:: Given data ::

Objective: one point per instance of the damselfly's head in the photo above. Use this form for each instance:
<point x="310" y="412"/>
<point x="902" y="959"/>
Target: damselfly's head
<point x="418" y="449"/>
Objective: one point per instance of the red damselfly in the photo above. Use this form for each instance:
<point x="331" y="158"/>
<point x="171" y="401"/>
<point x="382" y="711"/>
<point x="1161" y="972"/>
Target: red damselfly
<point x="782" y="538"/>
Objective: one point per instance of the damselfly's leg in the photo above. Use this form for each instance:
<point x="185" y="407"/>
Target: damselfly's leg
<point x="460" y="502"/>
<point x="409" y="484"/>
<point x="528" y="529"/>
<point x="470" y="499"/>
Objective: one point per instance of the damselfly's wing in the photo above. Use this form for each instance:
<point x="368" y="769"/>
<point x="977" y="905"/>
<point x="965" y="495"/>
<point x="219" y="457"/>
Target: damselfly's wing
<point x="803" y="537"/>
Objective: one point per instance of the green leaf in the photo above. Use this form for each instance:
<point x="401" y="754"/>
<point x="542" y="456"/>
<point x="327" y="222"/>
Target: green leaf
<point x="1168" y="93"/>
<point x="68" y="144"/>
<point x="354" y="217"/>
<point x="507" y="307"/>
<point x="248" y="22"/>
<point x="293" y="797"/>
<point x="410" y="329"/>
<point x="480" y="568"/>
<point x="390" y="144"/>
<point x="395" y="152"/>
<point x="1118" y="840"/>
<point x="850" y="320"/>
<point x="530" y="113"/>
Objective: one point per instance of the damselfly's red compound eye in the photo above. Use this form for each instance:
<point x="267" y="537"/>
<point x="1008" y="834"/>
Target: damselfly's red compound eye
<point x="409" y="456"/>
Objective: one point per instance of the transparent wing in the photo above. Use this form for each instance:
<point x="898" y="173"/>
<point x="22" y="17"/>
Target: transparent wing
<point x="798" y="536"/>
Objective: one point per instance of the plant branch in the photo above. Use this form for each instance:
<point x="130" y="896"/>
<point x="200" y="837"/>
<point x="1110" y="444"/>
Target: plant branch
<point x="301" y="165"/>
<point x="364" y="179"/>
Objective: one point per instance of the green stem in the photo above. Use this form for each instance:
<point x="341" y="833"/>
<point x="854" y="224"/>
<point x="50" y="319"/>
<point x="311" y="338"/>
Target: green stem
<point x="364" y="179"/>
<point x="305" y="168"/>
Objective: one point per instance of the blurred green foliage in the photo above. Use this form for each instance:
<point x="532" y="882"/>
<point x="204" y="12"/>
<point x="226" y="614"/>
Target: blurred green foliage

:::

:: Job ::
Rewrite the entries running from the line that contains "Objective: one point per instance of the green stem" through the final line, both included, so that "green stem" becomes "green shoot" and everything else stays unchanged.

:: Output for this exercise ::
Objective: one point per instance of the green shoot in the photo above. Use this form for each instance:
<point x="341" y="833"/>
<point x="854" y="224"/>
<point x="50" y="319"/>
<point x="311" y="338"/>
Target: green shoot
<point x="364" y="179"/>
<point x="305" y="168"/>
Objective: one point per instance of the blurred green foliage in the photo above. Use this form for each instance:
<point x="532" y="882"/>
<point x="204" y="12"/>
<point x="226" y="614"/>
Target: blurred green foliage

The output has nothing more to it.